- Travail à faire
A) D'après le texte sur Jean-Paul II, dans quelle ville et en quelle année s'est produit le plus grand rassemblement de foules qu'il mentionne ?
B) Relevez tous les noms de lieux géographiques cités dans le texte sur Jean-Paul II.
C) Poursuivez le texte sur Jean-Paul II à partir de l'endroit où il s'arrête.

- Texte source
______________________________

On
a beaucoup parlé, autour du 16 octobre dernier, des vingt-cinq ans de
l'homme en blanc, qui, à Rome, préside aux destinées d'un milliard de
catholiques. Un quart de siècle de pouvoir personnel. A l'heure où
les individus semblent devoir s'effacer devant les structures, pour en
être de simples représentants, fiers de dire, à la première occasion,
qu'ils sont « responsables mais pas coupables », Jean Paul II,
lui, a fait la démarche inverse. Jamais la papauté n'avait été aussi
médiatisée en la personne même du Pontife. Jamais un pape n'avait ainsi
parcouru le monde pour y porter la bonne parole, effectuant 102 voyages
officiellement recensés, mais aussi plus de 300 visites dans les
paroisses de Rome, qui est, ne l'oublions pas, le diocèse du pape. Le
pontife polonais a prononcé des milliers de discours, il a signé des
centaines de documents sur tous les aspects de la vie de l'Eglise et du
monde. Non seulement, aujourd'hui, il exerce un pouvoir personnel, mais il
le fait "en force", avec une efficacité que l'on ne connaissait
pas à ses prédécesseurs. C'est autour de sa personne que l'on a vu se
produire ce qui restera sans doute comme le plus grand rassemblement de
foules de toute l'histoire de l'humanité : 3,5 millions de personnes
l'ont acclamé, c'était à Manille aux Philippines en 1995. Les "cathopride"

______________________________

- Données fournies
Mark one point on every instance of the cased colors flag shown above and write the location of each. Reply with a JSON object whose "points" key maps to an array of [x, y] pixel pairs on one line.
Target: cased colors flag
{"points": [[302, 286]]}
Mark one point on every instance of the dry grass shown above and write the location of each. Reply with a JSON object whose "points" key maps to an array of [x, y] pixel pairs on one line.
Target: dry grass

______________________________

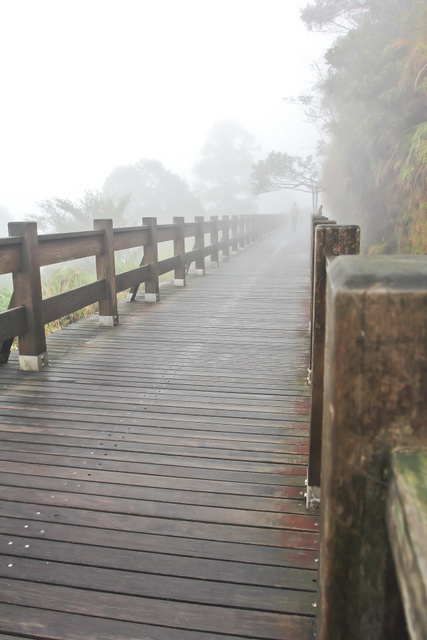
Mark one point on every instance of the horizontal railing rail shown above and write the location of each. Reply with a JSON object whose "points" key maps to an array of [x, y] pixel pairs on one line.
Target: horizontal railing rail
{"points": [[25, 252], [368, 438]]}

______________________________

- Les réponses
A) À Manille, aux Philippines, en 1995.

B) Rome, Manille, Philippines.

C)
de Jean Paul II ont modifié considérablement l'atmosphère au sein d'une
Eglise que le pontificat de Paul VI
avait
laissée exsangue et doutant d'elle-même.
Les
proportions d'une telle œuvre sont gigantesques, l'homme semble déjà
trop grand pour son siècle. Comment ne pas se perdre dans une existence
aussi bien remplie ? La toute récente biographie de Bernard Lecomte,
publiée chez Gallimard, est appelée à faire date, à cause de son
extrême clarté. Délibérément, l'auteur, ancien journaliste à La
Croix, aujourd'hui rédacteur en chef du Figaro Magazine, a
choisi de traiter du pontificat selon un ordre thématique.
C'est
plus simple de cette façon ! Par ailleurs, le livre se termine sur une
chronologie précise et possède (c'est le moins qu'on puisse faire dans
un cas semblable) un index détaillé. Oh ! On trouvera sans doute
beaucoup plus de détails dans l'énorme travail de George Weigel,
publié en 1999 chez Lattes et qui n'est pas périmé (Jean Paul II,
témoin
de l'espérance). On
trouvera moins de pusillanimité et plus d'idées dans l'œuvre monumentale
du vaticaniste de gauche Luigi Accattoli, parue en français dès 1997
chez Bayard (Jean Paul II, l'homme du siècle).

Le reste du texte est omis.